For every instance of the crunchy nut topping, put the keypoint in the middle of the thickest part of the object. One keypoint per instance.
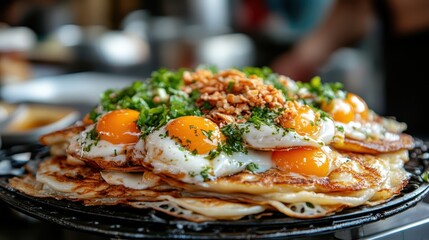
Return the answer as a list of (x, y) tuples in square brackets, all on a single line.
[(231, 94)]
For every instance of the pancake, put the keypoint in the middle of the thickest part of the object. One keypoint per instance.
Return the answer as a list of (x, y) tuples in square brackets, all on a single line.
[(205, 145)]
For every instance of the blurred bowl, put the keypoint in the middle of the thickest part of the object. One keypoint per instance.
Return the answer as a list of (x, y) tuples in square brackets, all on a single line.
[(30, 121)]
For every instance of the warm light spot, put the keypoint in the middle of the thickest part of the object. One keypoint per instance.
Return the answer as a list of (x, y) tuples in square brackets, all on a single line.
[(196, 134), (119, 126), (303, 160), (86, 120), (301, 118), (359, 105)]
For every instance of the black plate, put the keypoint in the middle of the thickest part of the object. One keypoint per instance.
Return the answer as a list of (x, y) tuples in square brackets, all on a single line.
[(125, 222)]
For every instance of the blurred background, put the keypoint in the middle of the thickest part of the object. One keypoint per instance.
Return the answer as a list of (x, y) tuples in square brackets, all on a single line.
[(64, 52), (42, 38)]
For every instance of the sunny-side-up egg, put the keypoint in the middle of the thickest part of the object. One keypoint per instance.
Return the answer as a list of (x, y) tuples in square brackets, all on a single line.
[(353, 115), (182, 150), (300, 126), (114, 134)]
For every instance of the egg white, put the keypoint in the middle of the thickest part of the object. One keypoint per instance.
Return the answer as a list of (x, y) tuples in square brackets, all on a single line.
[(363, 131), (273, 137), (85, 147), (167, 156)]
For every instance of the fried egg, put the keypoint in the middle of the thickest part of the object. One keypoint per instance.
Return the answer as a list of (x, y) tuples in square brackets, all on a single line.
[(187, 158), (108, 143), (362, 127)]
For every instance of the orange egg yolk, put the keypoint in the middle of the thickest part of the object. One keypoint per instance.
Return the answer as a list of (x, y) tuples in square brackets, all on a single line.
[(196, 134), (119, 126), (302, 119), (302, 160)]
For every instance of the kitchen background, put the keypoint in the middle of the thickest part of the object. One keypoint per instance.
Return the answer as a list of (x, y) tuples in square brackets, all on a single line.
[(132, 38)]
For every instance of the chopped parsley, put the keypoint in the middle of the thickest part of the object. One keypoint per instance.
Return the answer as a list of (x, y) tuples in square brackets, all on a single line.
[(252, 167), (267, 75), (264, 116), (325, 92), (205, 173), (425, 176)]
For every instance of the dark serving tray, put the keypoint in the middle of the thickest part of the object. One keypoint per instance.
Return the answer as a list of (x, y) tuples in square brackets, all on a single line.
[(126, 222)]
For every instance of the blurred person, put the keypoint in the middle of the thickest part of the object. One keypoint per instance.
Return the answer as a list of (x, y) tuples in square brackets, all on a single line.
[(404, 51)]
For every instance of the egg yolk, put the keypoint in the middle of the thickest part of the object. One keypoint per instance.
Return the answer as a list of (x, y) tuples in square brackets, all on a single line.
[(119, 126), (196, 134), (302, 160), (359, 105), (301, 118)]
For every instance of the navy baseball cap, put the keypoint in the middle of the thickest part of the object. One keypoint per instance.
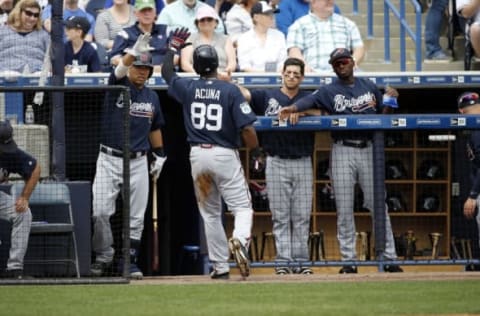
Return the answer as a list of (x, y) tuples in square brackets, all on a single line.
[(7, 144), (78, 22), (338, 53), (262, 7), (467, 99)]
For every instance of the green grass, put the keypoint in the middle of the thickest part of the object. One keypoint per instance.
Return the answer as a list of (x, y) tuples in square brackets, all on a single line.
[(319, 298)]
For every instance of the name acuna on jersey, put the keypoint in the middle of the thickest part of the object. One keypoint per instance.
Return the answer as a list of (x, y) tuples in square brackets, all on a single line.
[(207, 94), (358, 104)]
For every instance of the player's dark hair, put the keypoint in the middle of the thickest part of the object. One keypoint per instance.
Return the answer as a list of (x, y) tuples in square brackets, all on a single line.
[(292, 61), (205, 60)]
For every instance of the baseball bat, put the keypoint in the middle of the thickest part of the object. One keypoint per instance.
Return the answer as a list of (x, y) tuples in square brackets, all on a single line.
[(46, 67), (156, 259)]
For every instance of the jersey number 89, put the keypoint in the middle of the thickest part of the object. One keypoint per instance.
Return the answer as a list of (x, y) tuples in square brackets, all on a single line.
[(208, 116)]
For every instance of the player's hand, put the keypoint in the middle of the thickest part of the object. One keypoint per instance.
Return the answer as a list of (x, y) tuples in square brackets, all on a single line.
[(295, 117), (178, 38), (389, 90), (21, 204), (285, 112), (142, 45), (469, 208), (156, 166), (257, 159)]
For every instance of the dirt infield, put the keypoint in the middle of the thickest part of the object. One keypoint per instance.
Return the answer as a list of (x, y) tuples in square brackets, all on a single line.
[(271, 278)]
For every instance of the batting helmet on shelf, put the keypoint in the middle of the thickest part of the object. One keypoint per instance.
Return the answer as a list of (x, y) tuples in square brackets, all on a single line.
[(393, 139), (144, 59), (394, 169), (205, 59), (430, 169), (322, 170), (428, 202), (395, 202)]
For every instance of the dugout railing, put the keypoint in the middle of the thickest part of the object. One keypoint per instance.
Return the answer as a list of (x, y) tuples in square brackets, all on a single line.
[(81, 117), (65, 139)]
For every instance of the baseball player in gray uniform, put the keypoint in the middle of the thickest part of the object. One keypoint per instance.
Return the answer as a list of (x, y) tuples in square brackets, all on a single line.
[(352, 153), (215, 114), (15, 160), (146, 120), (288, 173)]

(TRY IT):
Without the pictures, restate all the entries above exactly.

(REPLY):
For every instance of the crunchy nut topping, put the keypoint in the middle of the thickest part of the object. One keypoint per instance.
Return the answer as a list of (x, y) tuples in square brackets, all on a single line.
[(231, 94)]
For every instance of the pancake, put the keypoint in the middle of the thickest part of the object. One keypoint per instance.
Return the answer as a list of (x, y) tuples in square brackets, all on a single line.
[(205, 145)]
For every instance of the blurred bowl, put the keypoint in the middle of the thickest part of the object. One keypoint per instance.
Return the answer as a list of (x, y) tuples in square brackets, all on a single line.
[(30, 121)]
For every instance of the warm light spot, put the keypoint in the middle of the thickest part of the object. One keypoint per instance.
Return the answer as a list of (x, y) tuples in square brackets, all on a single line.
[(196, 134), (119, 126), (303, 160), (86, 120), (301, 118), (359, 105)]
For every instance of the black plate, put the keypoint in the middle of the thickest part of the object. One keypoint per instance.
Return the answer as a list of (x, y) tuples in square brackets, all on a single line.
[(125, 222)]
For every instance of the blurred background, put the keypoint in the middle of the thickest part of the object. One keypoint per instance.
Return the answer as a list of (x, y) tuples in square brackets, all on a single line.
[(64, 52), (42, 38)]
For every instance of the sunny-side-up egg, put the keypoint in the middle of the thickest part of the object. One keypoint per instance.
Return the answer as a list of (x, y) tuples in square brackets, all on a single line.
[(353, 115), (182, 150), (300, 126), (114, 134)]
For every instance of the egg white, put the keypoint in the middle of the thickest part of the object. One keypoint per instance.
Return the answer as a list of (x, y) tuples in square brackets, all on a single line.
[(363, 131), (273, 137), (85, 147), (167, 156)]
For every instance of the fried egg, put the keypoint in the middle of the thickest part of the object. One keypoint per instance.
Return the answer as a list of (x, y) tuples in square brackets, all on a single line.
[(187, 158), (108, 143), (362, 127)]
For every instance of the orange egg yolk, put the keypoint in the middle of the thickest part of the object. One keypoint per instance.
Return the answer as a list of (x, y) tuples in square brackets, all on a single line.
[(196, 134), (119, 126), (302, 119), (302, 160)]
For every instance of the kitchen background, put the keypoint in the middle of the thickest part of the object. One keypoint per instance.
Return the answer as a list of (x, y) tuples in square brackets, all on a single line.
[(132, 38)]
For every instance of the chopped parsley, put the keypoint in the middle of the thickest part of the object. One keypoint per instance.
Return the answer as a list of (x, y) tuples in square brackets, all on a single line.
[(252, 167), (267, 75), (264, 116), (325, 92), (205, 173), (425, 176)]
For every instance of the dark serving tray, put the keypoint in the middle of the thickest part of the object. One keypoint per instance.
Return the answer as a list of (x, y) tuples in square brackets, all on a single line.
[(126, 222)]
For every instance of the blurred person, put the keypoint in the middle of the thickest part of the object. One keypoint per instance.
Return the answer as a list of (x, y) tuples in square brackets, all on a single line.
[(404, 51)]
For every instance of the egg yolk, put the keypoint in the middle of the thickest part of the object. One keypoint per instance.
Return the answer as a list of (x, y) tuples in square brackets, all on a single line.
[(119, 126), (196, 134), (302, 160), (359, 105), (301, 118)]
For every instance of the navy baseball cap, put the keypoint in the middle of the thickest part of the object. One keypoint per instance.
Return the answer as a list of (x, y) tuples in square brackets, all on a single line.
[(7, 144), (78, 22), (338, 53), (262, 7), (467, 99)]
For every instance of the green grass, put the keypoint in the middle of the thickest part of the object. One keypoint per instance.
Return the answer as a list of (x, y) tuples in square brackets, all on a single line.
[(319, 298)]
For every instance of the name acuna on jersey, put the keypoint in the middle of the thickest part of the object. One keypoint per instance.
Return the answer as a list of (x, y) tuples in square brackets, all on a single line.
[(207, 94), (358, 104)]
For every instance of the player's dark hair, put the keypoint in the middle of the thickest part of the object. One keypoint per instance.
Return the answer as a list of (x, y) tuples in square brackets, all on a single line.
[(292, 61), (205, 60)]
For every instance of the baseball bat, put the keypoint in the middle of the thickest part of the object. One keypoint per instance.
Return the answer as a list of (x, y) tuples in square brackets, all on a single line.
[(46, 67), (156, 259)]
For every instance of the jersey number 89, put the keypoint in the middle of the thickest part of the object. One keypoint per instance.
Return the answer as a list of (x, y) tuples in square brackets, all on a single line.
[(208, 116)]
For every instance of the player's hand, put the keypoint in the middle of the thickest part of the object. One keypoint per instance.
Return the answer as a list of (x, y) tuples in square brackets, all on a single line.
[(295, 117), (178, 38), (389, 90), (21, 204), (285, 112), (142, 45), (469, 208), (156, 166), (257, 159)]
For every instance of the dirt infield, put the keypoint in the middle of the thickest part of the object. One keypoint per instance.
Return the answer as a list of (x, y) tuples in square brackets, all on a single line.
[(271, 278)]
For every instance of the batting helmet on shelf, put the keypoint in the middle of the thickest part of the object. One keypoint per instance.
Return the answer as a list of (x, y) tuples in square brackets, all on a single line.
[(393, 139), (144, 59), (394, 169), (205, 59), (430, 169), (322, 170), (428, 202), (395, 202)]
For every instance of the dugout railing, put the keypoint in the middle of the thickest part of the object. One keypoint per instance.
Return the answer as a list of (x, y) tuples in square brackets, all on a single line.
[(81, 117), (65, 139)]
For every instance of the baseball player in gray uniform, put the keypoint in the middle of the thickest part of the object. One keypoint per instance.
Return the answer as a list of (x, y) tuples in square brackets, all on a single line.
[(352, 153), (215, 114), (15, 160), (146, 120), (288, 173)]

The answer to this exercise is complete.